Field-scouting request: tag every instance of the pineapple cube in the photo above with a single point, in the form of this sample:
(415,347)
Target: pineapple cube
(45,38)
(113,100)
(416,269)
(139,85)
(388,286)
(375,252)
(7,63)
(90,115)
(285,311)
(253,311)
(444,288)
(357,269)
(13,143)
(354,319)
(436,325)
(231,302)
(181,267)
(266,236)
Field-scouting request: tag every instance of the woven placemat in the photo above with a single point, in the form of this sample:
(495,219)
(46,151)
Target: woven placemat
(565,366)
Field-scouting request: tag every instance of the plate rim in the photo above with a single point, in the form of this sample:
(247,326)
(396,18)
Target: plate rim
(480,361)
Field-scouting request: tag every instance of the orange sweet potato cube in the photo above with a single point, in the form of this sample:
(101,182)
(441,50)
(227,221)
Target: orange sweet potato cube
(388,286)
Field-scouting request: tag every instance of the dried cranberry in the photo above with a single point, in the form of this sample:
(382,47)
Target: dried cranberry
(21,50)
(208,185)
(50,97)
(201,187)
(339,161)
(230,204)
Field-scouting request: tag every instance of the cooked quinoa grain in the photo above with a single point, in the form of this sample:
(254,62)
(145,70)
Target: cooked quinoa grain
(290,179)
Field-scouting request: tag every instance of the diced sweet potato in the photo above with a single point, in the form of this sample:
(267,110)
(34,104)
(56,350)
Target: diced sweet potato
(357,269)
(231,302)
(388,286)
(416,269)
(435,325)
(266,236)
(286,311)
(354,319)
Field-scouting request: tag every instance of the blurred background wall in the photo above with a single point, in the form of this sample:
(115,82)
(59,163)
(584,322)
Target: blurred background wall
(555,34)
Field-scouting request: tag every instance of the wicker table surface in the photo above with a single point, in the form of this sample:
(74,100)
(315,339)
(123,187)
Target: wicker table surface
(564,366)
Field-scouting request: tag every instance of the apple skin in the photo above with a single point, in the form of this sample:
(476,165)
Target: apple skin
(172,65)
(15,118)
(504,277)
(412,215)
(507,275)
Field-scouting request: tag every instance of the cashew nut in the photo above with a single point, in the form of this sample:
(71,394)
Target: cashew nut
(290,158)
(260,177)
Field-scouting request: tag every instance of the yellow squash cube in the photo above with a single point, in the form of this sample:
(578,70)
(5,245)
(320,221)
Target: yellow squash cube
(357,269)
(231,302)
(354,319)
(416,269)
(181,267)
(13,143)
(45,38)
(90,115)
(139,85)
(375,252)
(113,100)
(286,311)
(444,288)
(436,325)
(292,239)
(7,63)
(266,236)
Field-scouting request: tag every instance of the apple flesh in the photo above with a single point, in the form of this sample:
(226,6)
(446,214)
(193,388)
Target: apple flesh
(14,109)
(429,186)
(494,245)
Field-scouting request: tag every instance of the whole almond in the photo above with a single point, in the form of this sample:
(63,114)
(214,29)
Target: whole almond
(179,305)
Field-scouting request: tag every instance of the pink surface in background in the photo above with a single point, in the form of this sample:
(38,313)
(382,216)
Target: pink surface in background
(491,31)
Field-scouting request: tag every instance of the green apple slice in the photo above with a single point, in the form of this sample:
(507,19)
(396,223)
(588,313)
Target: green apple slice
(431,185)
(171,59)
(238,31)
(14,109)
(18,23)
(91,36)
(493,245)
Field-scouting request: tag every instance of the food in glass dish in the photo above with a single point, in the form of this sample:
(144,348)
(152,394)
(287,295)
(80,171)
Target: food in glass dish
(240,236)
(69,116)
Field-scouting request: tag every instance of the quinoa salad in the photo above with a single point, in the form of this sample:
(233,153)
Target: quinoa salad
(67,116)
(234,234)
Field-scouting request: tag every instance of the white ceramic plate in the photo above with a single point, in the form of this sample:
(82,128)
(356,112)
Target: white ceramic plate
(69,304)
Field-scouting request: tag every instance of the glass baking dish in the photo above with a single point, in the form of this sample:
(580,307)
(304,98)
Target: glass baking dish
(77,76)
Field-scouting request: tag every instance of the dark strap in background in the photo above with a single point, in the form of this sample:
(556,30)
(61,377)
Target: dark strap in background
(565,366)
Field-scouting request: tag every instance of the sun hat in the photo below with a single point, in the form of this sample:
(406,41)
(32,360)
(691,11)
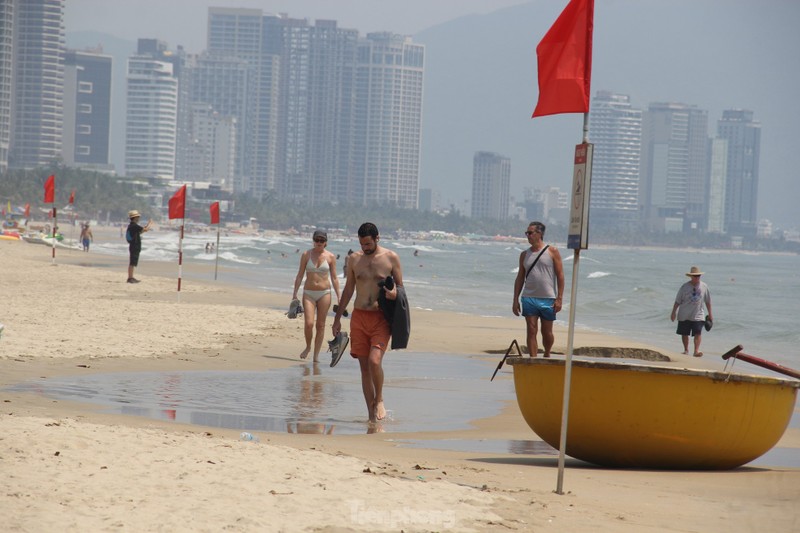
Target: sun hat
(694,271)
--------------------
=== Your task ===
Set down all the entries exactly as they appear, but skip any pictures.

=== Exercise output ===
Field-scouting request: tag every instance of the pineapple cube in the photo above with a single point, in the form of this sample:
(415,347)
Target: pineapple cube
(45,38)
(113,100)
(416,269)
(139,85)
(388,286)
(375,252)
(7,63)
(90,115)
(285,311)
(253,311)
(444,288)
(357,269)
(13,143)
(354,319)
(436,325)
(231,302)
(181,267)
(266,236)
Field-scouting request: tag every instance of the woven placemat in the photo above with a single point, in the form of this sample:
(495,219)
(46,151)
Target: woven placemat
(565,366)
Field-scouting request: tag every instance of the plate rim in the photo above with a single point, in the form of this sample:
(247,326)
(396,18)
Target: plate rim
(480,361)
Field-scouting request: tag every instance of the orange sweet potato cube in the photo above with a single point, in the form of this sample:
(101,182)
(441,50)
(227,221)
Target: orange sweet potato cube
(388,286)
Field-scouting request: tag every instance of the dried cranberry in the photo above with a single point, in the form of this sample:
(382,47)
Target: dried cranberry
(21,50)
(208,185)
(50,97)
(201,187)
(339,161)
(230,204)
Field-scouting request: tag every instance of the cooked quinoa grain in the photo above with a single point, in the form of this sample:
(254,62)
(145,70)
Target: cooked quinoa grain
(290,179)
Field-scouting request: tag every instance of the diced sweet potato in the photo above with a single point, in the form of this sample:
(267,110)
(34,104)
(56,350)
Target: diced sweet potato
(357,269)
(231,302)
(388,286)
(416,269)
(435,325)
(266,236)
(286,311)
(354,319)
Field-scouting request: tag every instance of the blurred background wall in the photo above with a single point, in the form of this sample:
(115,82)
(59,163)
(584,322)
Target: blurred background wall
(555,34)
Field-scouting request: tag every instance of the wicker table surface in the photo above with a single point, in the form of this sample:
(74,100)
(315,339)
(123,187)
Target: wicker table surface
(564,366)
Field-scouting request: tag every instance of the apple skin in the photo above with a single point, in the form of this sample:
(476,165)
Target: apple skin
(172,65)
(15,118)
(504,277)
(412,215)
(507,275)
Field-scouting request: tag every instance of the cashew nut in the photo above with a single point, in the form of this sample:
(71,394)
Target: cashew nut
(290,158)
(260,177)
Field-scouting request: tag every instance of the yellow squash cube in the photo above with a single point, in the form of this sample:
(578,70)
(5,245)
(320,221)
Target: yellow squash cube
(357,269)
(231,302)
(354,319)
(416,269)
(181,267)
(13,143)
(45,38)
(90,115)
(139,85)
(375,252)
(113,100)
(286,311)
(444,288)
(436,325)
(292,239)
(7,63)
(266,236)
Field-scouting request: tag every instance of the apple flesh in the photo above with a single point, in the form of this sample:
(226,6)
(446,214)
(193,388)
Target: apple flesh
(14,109)
(429,186)
(494,245)
Field-scouting request: tag every instance of the whole almond in the photo above with a single point, in the form of this sample:
(63,114)
(214,29)
Target: whole almond
(179,305)
Field-scouting request: tag every instance of the pink surface in background in the photo above with a single point, in the form of this sample:
(38,313)
(382,216)
Target: pink surface in background
(491,31)
Field-scouting request: tag every instance of the green apple slice in the photo above with a single point, in the form of this sample:
(507,19)
(396,223)
(588,313)
Target: green apple slice
(431,185)
(171,59)
(238,31)
(14,109)
(18,23)
(91,36)
(493,245)
Field-scouting request: tag every instance of the food in glass dish in the photo above with a single point, in the form of this sample:
(144,348)
(152,394)
(287,295)
(80,171)
Target: food in glass dish
(240,236)
(69,116)
Field-scouting request: tag every instance of the quinoa salad in the photo above with a single point, in the form of this sample:
(233,153)
Target: quinoa salad
(67,116)
(234,234)
Field-scouting request: tag every instance of the white ceramic plate in the photo above with a single point, in the form of this sample:
(82,128)
(356,112)
Target: white ceramic plate
(69,304)
Field-scouting request: tag every instance of the glass baking dish in the photo above with a single point, in the form of this sample:
(580,307)
(304,98)
Target: glass baking dish
(77,76)
Field-scouting request: tag every instance of the dark strap in background in the photo above with a single point, in the form of this sample:
(556,30)
(61,377)
Target: dark strap in background
(565,366)
Field-scouting request: tag every instance of the sun hat in the photo below with a single point, in the form of this sample:
(406,41)
(32,360)
(691,11)
Target: sun hat
(694,271)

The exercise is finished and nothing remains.